== PROVIDED PASSAGE ==

Swordpaw Session – S2:E4: Zombie Giuliani
Zombie Giuliani is a solid three-piece punk combo:
Guitar and singing: Andrew Lynn
Bass: Chris Scully
Drums: Jim Shearer
They write short smart songs that channel some of the great SST bands of the ’80s like the Minutemen. After recording their Swordpaw session I fired off a few questions for Andrew Lynn ZG.
Paul Coleman: Can you talk about the formation of the band and how you got to where you are sonically and lyrically?
Andrew Lynn: I had a band called My Survival Kit circa 2010 and then in 2018ish was playing guitar with the first iteration of Machine Revival (The Machine that Wouldn’t Die). When that band transitioned to a new formation, I was feeling the need to keep playing with music with others and to put something new together. I was also being more intentional about trying to get better at playing guitar. Zombie Giuliani emerged out of Chris and I jamming regularly with a couple of other folks for fun and starting to write riffs. We brought Jim on board and realized we really liked playing together and had a sound and a collaborative process where the three of us could participate in arranging the demos that I was making and it was a lot of fun to play them. My songs have always been short and without any consistent adherence to pop structures. I also often think of lyrics as mantras or short poems that exist inside of songs, rather than verses or choruses, etc. For those unfamiliar, ZG tunes are generally apocalyptic meditations on the grim reality of the late capitalism and climate crisis, sometimes baked in sarcasm, other times earnest and/or angry. I haven’t spent too much time thinking about who or what we sound like but I appreciate some of the references I’ve heard. To me, it’s just a portion of musical ideas that make it out of my head and get brought into a collaborative environment where the act of playing together is as much weekly therapy as it is art. The songs are short probably partially because of the influence of punk stylings of our formative years, but also because as the main songwriter, I feel like a song is a succinct idea – both sonically and lyrically – and also, I am bad at remembering lyrics. So, once the idea is expressed, on tape or live, or whatever, there may not be need for another verse or a bridge… it’s just time for the next idea. The approach probably lacks pop appeal, but it’s what feels right for now. If we are just jamming, we can play for a long time in more of a psych-rock vein. Those sessions are fun, but ultimately, the songs are the ideas that come out of those jams and are encapsulated into eruptions of energy and message.
PC: That’s fantastic! As a follow up, I know you did a “Pandemic Special” session with Don Fury recently. How’d that go and are there more plans to record/release/play coming up?

===
== AVAILABLE DATA ==

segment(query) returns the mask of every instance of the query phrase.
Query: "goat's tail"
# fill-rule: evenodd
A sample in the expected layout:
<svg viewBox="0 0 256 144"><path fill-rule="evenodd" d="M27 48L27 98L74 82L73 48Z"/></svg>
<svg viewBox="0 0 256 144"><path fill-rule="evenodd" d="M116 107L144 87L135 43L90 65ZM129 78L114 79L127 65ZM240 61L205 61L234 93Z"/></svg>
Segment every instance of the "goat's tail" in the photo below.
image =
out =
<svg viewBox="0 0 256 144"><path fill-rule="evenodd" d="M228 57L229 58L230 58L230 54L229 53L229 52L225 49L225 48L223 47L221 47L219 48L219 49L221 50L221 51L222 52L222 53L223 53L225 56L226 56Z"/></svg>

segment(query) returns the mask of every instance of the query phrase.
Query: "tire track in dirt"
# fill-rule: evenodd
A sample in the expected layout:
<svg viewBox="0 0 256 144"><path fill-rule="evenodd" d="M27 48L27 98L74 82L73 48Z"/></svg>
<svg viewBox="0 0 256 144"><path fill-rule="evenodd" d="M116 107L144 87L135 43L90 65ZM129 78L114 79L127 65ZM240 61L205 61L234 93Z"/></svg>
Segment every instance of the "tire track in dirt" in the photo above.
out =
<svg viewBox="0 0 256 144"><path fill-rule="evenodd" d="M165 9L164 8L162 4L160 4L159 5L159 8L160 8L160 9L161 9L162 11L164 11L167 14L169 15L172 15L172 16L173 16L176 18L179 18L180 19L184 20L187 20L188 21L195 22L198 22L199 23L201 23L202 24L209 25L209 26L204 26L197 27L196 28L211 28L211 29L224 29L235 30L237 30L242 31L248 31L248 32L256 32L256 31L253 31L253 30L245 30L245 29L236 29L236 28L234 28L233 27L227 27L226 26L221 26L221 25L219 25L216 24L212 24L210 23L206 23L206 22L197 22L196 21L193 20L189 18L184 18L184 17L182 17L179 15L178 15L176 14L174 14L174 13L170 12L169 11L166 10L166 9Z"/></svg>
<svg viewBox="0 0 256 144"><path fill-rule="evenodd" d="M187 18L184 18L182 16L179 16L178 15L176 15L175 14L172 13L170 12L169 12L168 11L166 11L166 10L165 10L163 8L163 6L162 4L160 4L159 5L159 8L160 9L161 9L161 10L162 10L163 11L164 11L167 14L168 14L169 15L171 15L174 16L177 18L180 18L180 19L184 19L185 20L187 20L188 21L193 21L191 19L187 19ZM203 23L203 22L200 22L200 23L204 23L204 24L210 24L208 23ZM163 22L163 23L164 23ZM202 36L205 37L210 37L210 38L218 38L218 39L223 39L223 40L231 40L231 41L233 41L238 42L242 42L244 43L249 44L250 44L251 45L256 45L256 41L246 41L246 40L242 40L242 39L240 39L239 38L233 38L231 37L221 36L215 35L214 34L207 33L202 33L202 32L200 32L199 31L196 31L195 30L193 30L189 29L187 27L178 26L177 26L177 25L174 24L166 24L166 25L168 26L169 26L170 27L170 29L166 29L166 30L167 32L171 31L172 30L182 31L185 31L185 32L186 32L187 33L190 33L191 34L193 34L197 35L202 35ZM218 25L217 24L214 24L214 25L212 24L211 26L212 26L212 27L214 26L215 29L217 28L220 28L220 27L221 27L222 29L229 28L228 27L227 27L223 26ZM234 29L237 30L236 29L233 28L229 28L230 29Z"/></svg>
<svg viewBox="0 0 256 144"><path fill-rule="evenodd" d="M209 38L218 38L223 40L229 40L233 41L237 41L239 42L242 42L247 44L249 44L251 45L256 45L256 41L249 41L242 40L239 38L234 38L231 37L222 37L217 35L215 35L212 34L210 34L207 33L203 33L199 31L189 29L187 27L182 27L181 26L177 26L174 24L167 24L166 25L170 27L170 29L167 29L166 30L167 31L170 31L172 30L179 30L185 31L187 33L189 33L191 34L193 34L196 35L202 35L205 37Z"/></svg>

===

In the Zombie Giuliani interview, what was the name of Andrew Lynn's band around 2010?

- **RESULT BELOW**
My Survival Kit